-- Start Passage shown --

Several studies this year — some disputed — have suggested a political tilt (toward Democrats) among professors. Now a new study is being released saying that social science professors are overwhelmingly Democratic, that Democratic professors in those disciplines are more homogeneous in their thinking than are Republicans, and that Republican scholars are more likely than Democrats in the field to end up working outside of academe.

The study will appear in the journal Critical Review and its authors argue that it provides more evidence about political bias in academe. But leaders in some of the disciplines studied say that the study overstates and oversimplifies the role of party affiliation in academic life, and that the authors do not provide evidence of discrimination.

The latest study is based on surveys conducted in 2003 of members of various disciplinary associations. On the question of political affiliation, the survey found the following breakdown of Democrats to Republicans:

  • Anthropologists and sociologists — 21.1:1
  • Political and legal philosophers — 9.1:1
  • Historians — 8.5:1
  • Political scientists — 5.6:1
  • Economists — 2.9:1

The professors were then asked a series of questions on political, economic and social issues, and the survey found wide agreement among the Democrats, but less agreement among the Republicans, and the authors suggest that non-liberals fall in both conservative and libertarian camps. The survey also analyzed data for scholars who ended up working outside of academe and found that Republican scholars were more likely — across disciplines — to be working outside of academe than in academe.

-- End Passage shown --
-- Start Entries shown --

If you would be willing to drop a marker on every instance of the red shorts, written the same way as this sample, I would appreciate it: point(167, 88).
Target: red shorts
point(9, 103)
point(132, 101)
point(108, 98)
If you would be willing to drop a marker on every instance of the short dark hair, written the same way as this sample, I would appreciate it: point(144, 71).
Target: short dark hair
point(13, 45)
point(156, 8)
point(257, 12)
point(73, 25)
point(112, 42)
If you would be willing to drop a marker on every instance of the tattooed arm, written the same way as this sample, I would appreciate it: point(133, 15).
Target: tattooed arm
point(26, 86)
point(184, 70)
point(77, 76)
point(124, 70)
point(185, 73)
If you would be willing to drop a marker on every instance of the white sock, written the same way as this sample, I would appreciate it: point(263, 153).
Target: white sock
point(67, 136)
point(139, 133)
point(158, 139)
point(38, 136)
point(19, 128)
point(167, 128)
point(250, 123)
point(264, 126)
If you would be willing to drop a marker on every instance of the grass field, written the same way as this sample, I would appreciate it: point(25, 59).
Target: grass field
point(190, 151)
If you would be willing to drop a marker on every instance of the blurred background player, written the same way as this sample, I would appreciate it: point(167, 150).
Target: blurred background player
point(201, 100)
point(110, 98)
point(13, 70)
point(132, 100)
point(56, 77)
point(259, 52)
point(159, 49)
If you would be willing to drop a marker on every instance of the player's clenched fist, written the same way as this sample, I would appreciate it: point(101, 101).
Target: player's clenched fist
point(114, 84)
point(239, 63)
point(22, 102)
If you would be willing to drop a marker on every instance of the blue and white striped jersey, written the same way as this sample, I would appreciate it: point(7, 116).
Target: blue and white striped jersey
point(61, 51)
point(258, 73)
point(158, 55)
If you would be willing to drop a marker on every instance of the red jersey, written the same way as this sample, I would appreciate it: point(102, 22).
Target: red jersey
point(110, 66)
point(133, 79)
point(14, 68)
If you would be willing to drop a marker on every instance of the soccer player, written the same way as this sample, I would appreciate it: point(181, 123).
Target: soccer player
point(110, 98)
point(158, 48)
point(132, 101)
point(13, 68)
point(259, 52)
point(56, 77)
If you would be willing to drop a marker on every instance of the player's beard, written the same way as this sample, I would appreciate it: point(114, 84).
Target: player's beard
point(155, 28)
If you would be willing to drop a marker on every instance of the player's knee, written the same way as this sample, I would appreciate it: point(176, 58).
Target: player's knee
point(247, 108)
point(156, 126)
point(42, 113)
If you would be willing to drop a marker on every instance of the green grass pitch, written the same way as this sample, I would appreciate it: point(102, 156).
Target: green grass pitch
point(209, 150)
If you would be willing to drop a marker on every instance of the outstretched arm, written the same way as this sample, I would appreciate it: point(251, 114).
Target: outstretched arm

-- End Entries shown --

▸ Set of tasks:
(A) List every group of professors that the passage on professors' party affiliation gives a Democrat-to-Republican ratio for, along with that ratio.
(B) Return, word for word, the part of the passage on professors' party affiliation from "The latest study" to "than in academe.".
(C) Summarize the passage on professors' party affiliation in two sentences.

▸ Results for each task:
(A)
Anthropologists and sociologists: 21.1:1
Political and legal philosophers: 9.1:1
Historians: 8.5:1
Political scientists: 5.6:1
Economists: 2.9:1

(B)
The latest study is based on surveys conducted in 2003 of members of various disciplinary associations. On the question of political affiliation, the survey found the following breakdown of Democrats to Republicans:

  • Anthropologists and sociologists — 21.1:1
  • Political and legal philosophers — 9.1:1
  • Historians — 8.5:1
  • Political scientists — 5.6:1
  • Economists — 2.9:1

The professors were then asked a series of questions on political, economic and social issues, and the survey found wide agreement among the Democrats, but less agreement among the Republicans, and the authors suggest that non-liberals fall in both conservative and libertarian camps. The survey also analyzed data for scholars who ended up working outside of academe and found that Republican scholars were more likely — across disciplines — to be working outside of academe than in academe.

(C) A new study based on 2003 surveys of disciplinary associations finds that social science professors are overwhelmingly Democratic, that Democratic professors agree more with one another than Republicans do, and that Republican scholars are more likely to work outside academe. Its authors say it is more evidence of political bias in academe, but leaders in some of the disciplines studied say it overstates and oversimplifies the role of party affiliation and offers no evidence of discrimination.